Position identification records:
--- START ---

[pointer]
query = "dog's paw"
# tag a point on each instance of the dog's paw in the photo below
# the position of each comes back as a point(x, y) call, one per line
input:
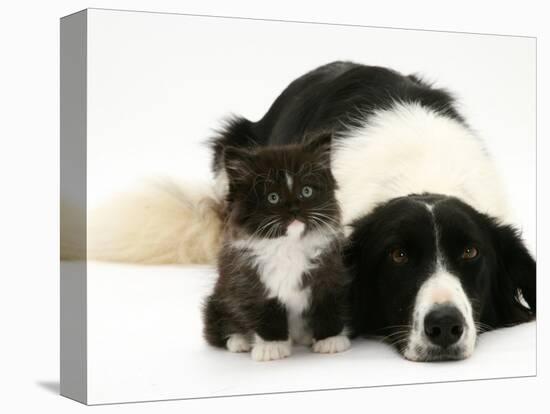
point(271, 350)
point(332, 344)
point(238, 343)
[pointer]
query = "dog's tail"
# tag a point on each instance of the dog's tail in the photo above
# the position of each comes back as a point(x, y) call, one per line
point(162, 223)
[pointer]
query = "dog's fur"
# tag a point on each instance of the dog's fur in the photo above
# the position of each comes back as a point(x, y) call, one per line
point(418, 194)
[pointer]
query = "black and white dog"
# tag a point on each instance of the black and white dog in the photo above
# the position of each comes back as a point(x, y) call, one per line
point(433, 257)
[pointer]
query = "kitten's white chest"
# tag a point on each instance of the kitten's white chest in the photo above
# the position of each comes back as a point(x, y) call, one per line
point(281, 264)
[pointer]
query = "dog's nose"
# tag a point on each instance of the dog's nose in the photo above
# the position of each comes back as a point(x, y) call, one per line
point(444, 325)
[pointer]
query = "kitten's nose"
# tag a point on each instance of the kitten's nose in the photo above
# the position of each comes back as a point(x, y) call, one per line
point(294, 210)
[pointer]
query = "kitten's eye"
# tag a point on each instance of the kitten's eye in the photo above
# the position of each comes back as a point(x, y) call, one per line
point(307, 191)
point(273, 198)
point(399, 256)
point(469, 253)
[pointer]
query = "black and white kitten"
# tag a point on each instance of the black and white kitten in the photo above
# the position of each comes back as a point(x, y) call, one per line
point(281, 276)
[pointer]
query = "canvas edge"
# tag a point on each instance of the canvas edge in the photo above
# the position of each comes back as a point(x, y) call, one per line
point(73, 143)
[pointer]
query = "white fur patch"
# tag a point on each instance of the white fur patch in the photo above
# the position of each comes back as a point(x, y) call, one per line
point(332, 344)
point(281, 263)
point(412, 149)
point(270, 350)
point(441, 287)
point(238, 343)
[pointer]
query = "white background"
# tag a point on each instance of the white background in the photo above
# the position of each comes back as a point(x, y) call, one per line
point(158, 84)
point(30, 209)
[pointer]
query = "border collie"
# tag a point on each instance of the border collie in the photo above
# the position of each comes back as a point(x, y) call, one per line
point(433, 258)
point(431, 250)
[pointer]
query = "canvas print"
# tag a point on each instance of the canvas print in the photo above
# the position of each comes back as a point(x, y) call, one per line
point(253, 206)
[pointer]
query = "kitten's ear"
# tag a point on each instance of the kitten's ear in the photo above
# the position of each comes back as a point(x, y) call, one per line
point(238, 163)
point(320, 145)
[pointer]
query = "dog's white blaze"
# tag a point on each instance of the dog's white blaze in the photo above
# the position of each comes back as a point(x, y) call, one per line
point(441, 287)
point(413, 149)
point(281, 262)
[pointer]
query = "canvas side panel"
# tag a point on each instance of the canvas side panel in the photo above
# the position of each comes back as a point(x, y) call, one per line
point(73, 206)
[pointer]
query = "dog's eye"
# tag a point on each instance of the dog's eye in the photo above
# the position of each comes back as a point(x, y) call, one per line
point(273, 198)
point(399, 256)
point(469, 253)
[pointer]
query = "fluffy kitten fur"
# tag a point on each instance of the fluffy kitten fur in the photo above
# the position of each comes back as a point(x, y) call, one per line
point(281, 277)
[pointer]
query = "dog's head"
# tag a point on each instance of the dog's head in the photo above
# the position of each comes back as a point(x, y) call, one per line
point(430, 273)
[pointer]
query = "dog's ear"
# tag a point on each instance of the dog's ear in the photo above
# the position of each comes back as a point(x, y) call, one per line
point(514, 288)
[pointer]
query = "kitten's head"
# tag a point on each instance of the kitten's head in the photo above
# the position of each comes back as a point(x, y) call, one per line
point(282, 191)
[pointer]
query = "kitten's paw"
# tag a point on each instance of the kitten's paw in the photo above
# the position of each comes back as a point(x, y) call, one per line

--- END ---

DO THIS:
Scale the rows from the start of the rows through the line containing "point(418, 194)", both ends included, and give them again with their requests. Multiply each point coordinate in the answers by 0.75 and round to whole numbers, rounding halves up, and leave the pictures out.

EXERCISE RESPONSE:
[pointer]
query = "dog's paw"
# tag a point on each instance of the dog's paw in the photo below
# the position of each comes back as a point(x, y) call, one per line
input:
point(203, 263)
point(249, 258)
point(179, 257)
[pointer]
query = "dog's tail"
# tag a point on each instance of the dog's tail in the photo above
# the position of each comes back as a point(x, y) call, one per line
point(122, 167)
[pointer]
query = "dog's fur"
# tag a point on each instance of the dog's fur in the photo above
# the position of each comes back as a point(x, y) call, one per line
point(314, 146)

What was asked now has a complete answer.